» WORK INSTRUCTIONS: The entries below are to be copied exactly, with nothing left out.

» EXTRACTED MATERIAL:

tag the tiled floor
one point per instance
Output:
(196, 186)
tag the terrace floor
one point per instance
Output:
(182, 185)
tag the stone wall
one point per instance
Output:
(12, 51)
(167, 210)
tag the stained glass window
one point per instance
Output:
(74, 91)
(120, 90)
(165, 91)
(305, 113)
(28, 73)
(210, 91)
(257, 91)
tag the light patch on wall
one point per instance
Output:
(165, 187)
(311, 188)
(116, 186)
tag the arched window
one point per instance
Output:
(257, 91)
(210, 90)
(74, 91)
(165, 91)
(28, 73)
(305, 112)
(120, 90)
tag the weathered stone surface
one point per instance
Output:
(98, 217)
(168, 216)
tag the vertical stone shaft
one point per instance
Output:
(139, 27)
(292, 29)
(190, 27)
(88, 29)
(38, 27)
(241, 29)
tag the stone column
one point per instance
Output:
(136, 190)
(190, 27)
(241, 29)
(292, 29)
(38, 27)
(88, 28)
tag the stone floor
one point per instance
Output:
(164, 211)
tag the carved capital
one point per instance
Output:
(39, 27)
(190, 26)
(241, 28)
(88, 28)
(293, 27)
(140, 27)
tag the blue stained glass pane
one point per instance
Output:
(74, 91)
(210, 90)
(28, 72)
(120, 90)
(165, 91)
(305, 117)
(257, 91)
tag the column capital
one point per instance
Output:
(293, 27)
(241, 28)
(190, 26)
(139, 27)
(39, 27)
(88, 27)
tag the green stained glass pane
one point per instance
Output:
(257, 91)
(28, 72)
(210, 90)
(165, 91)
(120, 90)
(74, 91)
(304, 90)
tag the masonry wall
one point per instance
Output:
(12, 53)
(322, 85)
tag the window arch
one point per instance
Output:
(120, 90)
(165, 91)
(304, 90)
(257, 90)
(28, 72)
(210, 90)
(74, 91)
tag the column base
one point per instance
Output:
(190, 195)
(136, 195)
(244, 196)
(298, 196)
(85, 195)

» WRITTEN REPLY:
tag the tiled floor
one point per instance
Output:
(196, 186)
tag the terrace floor
one point per instance
Output:
(182, 185)
tag the stone wall
one point per instance
Output:
(12, 51)
(167, 210)
tag the stained glass window
one point per instance
Output:
(74, 91)
(120, 90)
(165, 91)
(305, 113)
(28, 73)
(210, 91)
(257, 91)
tag the light patch on wall
one point per instance
Output:
(165, 187)
(311, 188)
(116, 186)
tag the arched window
one point per instance
Output:
(257, 91)
(210, 90)
(74, 91)
(165, 91)
(28, 73)
(305, 112)
(120, 90)
tag the weathered stone surface
one point per instance
Output:
(98, 217)
(168, 216)
tag the vertical stone shaft
one point per instance
Output:
(139, 27)
(292, 29)
(190, 27)
(88, 29)
(38, 27)
(241, 29)
tag the stone column
one point per instance
Output:
(136, 190)
(190, 27)
(241, 29)
(292, 29)
(38, 27)
(88, 28)
tag the stone floor
one point per instance
Output:
(164, 211)
tag the carved capital
one point per instance
Output:
(39, 27)
(190, 26)
(241, 28)
(88, 28)
(293, 27)
(140, 27)
tag the blue stained glass pane
one point per instance
Output:
(74, 91)
(210, 90)
(28, 72)
(120, 90)
(165, 91)
(305, 117)
(257, 91)
tag the column capital
one point per instance
Output:
(293, 27)
(241, 28)
(190, 26)
(139, 27)
(39, 27)
(88, 27)
tag the green stained glass pane
one point per instance
Output:
(257, 91)
(28, 72)
(210, 90)
(165, 91)
(120, 90)
(74, 91)
(304, 90)
tag the masonry wall
one point per instance
Output:
(12, 53)
(322, 85)
tag the window arch
one point per instance
Output:
(120, 90)
(165, 91)
(304, 90)
(257, 90)
(28, 72)
(210, 90)
(74, 91)
tag the column base
one point per instance
Output:
(190, 195)
(136, 195)
(244, 196)
(298, 196)
(85, 195)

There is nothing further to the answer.